**Passage shown:**
########################################
Hydraulic schematic diagram of suspension system of manipulators A and B (1. relief valve; 2. high frequency proportional directional valve; 3. electromagnetic ball valve 1; 4. two-position three-way solenoid directional valve; 5. overflow valve; 6. three-position four-way solenoid directional valve; 7. one-way throttle valve; 8. accumulator; 9. cushion cylinder; 10. check valve; 11. expansion joints; 12. electromagnetic ball valve 2; 13. stop valve; 14. lifting cylinder).

In the figure above, P denotes the high-pressure oil port, T is the oil return port, P_s is the control oil port, and L is the control port of oil return. The main parameters of the hydraulic system are shown in Table 2.

Table 2 Main parameters of the hydraulic system.

A better understanding of the mechanism and hydraulic principle of the suspension system will facilitate the establishment of the relevant simulation model.
########################################
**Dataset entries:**
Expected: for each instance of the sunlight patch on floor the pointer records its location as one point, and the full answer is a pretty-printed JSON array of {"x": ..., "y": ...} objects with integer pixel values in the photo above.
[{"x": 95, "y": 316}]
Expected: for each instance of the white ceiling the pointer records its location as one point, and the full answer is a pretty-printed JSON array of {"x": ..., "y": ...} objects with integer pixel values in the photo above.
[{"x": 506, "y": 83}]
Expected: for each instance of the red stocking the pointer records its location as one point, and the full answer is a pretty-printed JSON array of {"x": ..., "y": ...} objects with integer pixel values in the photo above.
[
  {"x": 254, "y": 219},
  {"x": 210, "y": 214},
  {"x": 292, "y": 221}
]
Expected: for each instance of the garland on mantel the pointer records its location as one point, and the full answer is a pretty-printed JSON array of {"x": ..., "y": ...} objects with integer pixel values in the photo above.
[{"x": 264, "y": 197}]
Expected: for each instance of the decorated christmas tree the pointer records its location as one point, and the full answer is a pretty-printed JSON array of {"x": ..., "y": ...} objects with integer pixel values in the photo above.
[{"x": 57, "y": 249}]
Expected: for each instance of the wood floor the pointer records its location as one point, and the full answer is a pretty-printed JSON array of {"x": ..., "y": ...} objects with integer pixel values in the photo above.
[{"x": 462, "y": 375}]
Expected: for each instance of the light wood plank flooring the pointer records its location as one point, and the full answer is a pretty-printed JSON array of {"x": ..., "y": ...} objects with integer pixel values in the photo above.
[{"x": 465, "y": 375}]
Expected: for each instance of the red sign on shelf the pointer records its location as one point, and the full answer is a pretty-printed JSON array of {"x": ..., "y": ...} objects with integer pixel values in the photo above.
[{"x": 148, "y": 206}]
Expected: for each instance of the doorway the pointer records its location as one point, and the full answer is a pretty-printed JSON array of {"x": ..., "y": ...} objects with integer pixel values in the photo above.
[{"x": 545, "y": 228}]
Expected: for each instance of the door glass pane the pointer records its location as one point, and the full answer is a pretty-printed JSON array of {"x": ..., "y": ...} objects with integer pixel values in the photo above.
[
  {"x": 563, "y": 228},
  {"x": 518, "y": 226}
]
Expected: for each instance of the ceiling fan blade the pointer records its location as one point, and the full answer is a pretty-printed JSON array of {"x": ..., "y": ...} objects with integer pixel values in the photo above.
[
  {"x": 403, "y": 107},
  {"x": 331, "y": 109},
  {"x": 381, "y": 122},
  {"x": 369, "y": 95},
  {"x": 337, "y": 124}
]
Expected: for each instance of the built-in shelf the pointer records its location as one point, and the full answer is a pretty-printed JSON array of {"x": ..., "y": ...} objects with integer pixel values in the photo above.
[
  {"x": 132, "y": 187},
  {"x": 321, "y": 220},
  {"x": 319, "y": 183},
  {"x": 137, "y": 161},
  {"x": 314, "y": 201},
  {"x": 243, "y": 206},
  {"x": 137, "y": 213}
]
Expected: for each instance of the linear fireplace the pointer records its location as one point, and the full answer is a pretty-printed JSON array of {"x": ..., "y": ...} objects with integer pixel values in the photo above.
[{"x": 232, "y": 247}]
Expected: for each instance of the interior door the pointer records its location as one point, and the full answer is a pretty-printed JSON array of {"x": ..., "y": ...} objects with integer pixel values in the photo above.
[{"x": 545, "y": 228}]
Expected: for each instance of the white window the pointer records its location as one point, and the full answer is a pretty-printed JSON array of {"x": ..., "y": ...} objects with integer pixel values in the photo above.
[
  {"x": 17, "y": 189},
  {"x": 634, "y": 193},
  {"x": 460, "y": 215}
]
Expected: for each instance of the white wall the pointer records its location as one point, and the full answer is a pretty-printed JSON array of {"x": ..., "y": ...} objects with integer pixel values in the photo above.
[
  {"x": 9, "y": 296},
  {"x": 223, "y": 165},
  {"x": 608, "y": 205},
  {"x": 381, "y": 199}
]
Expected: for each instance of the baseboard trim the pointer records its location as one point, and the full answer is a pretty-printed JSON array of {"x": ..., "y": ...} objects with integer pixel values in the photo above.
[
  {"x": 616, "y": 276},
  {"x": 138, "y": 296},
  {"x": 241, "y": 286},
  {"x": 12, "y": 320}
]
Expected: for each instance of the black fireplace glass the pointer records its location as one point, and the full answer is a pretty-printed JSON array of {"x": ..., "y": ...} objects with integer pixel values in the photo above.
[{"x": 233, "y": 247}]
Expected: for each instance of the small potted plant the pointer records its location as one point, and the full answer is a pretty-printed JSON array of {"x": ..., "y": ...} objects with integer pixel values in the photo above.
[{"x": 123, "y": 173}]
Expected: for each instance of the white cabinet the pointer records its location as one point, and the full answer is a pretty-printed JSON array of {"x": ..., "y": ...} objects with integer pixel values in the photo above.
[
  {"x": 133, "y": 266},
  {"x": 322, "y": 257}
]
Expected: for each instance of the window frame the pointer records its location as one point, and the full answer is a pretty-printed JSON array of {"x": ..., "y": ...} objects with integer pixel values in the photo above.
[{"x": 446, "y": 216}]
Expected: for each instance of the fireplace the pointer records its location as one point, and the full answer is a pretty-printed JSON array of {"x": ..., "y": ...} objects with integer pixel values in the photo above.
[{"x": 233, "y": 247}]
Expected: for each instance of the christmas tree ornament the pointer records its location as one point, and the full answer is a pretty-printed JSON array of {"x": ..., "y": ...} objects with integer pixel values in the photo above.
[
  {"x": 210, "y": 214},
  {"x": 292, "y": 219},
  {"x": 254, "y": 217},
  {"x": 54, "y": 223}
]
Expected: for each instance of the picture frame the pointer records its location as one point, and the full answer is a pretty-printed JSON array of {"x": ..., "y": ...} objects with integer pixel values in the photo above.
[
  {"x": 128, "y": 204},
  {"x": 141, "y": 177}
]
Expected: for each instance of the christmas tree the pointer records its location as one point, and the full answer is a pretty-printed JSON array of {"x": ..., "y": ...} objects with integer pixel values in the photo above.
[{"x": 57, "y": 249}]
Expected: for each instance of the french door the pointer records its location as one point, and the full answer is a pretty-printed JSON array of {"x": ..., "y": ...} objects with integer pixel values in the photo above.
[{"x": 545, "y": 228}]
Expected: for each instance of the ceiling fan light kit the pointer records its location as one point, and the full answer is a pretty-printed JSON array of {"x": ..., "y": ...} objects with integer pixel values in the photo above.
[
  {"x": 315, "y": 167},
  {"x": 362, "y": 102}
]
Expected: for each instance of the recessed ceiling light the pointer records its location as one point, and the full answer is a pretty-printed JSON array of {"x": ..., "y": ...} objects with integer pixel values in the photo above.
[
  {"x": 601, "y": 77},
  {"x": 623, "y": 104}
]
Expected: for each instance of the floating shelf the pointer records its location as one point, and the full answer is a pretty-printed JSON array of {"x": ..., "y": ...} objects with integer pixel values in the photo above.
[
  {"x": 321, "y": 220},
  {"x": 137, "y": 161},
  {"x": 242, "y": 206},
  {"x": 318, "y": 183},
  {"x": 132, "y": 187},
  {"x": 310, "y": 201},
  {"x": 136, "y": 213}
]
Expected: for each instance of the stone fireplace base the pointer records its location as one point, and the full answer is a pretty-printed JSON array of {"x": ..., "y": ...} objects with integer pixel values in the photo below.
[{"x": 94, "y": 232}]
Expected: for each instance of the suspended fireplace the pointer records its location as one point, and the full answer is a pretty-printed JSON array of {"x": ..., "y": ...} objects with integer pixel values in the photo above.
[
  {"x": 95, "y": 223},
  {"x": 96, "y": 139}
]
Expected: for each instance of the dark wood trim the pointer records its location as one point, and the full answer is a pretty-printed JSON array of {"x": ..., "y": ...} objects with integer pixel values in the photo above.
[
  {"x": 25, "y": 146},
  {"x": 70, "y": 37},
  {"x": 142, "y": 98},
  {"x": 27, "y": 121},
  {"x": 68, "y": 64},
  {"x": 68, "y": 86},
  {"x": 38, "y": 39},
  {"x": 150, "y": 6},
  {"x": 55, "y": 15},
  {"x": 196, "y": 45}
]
########################################
**Directions:**
A) Answer these questions using the passage on the suspension system's hydraulics:
(i) Which component carries the number 9 in the schematic's legend?
(ii) What does P_s denote in the figure?
(iii) Where are the hydraulic system's main parameters given?
B) Go on with the passage on the suspension system's hydraulics, starting right after its final sentence.

**The results:**
A)
(i) The cushion cylinder.
(ii) The control oil port.
(iii) Table 2.

B)
Simulation model establishment

Numerical simulation of forgings under axial squeezing conditions

The shape of the forging is variable and its deformation is hard to mathematically describe under axial squeezing or stretching conditions. Therefore, the elastic–plastic method is used to simulate the forging to reveal the relationship of deformation resistance, deformation, and deformation rate. Because the axial deformation of the forging is relatively small, the stress–strain relationship keeps the same under both squeezing and stretching conditions. Therefore, this study only simulates the process of axial extrusion by the clamps in DFMS.

The finite element simulation software is used. The dimension of the forging main part is Φ600 × 2150 mm, the clamping part is Φ300 × 300 mm. The material of the forging is 35CrMo with a density of 7850 kg/m³. The forging is set as elastic–plastic solid with a temperature of 1000 °C There is no sliding between the clamps and the forging so a rigid connection is hypothesized between them. Three-dimensional models of the forging are shown in Fig. 5.

Figure 5

Axial squeezing model of the forging.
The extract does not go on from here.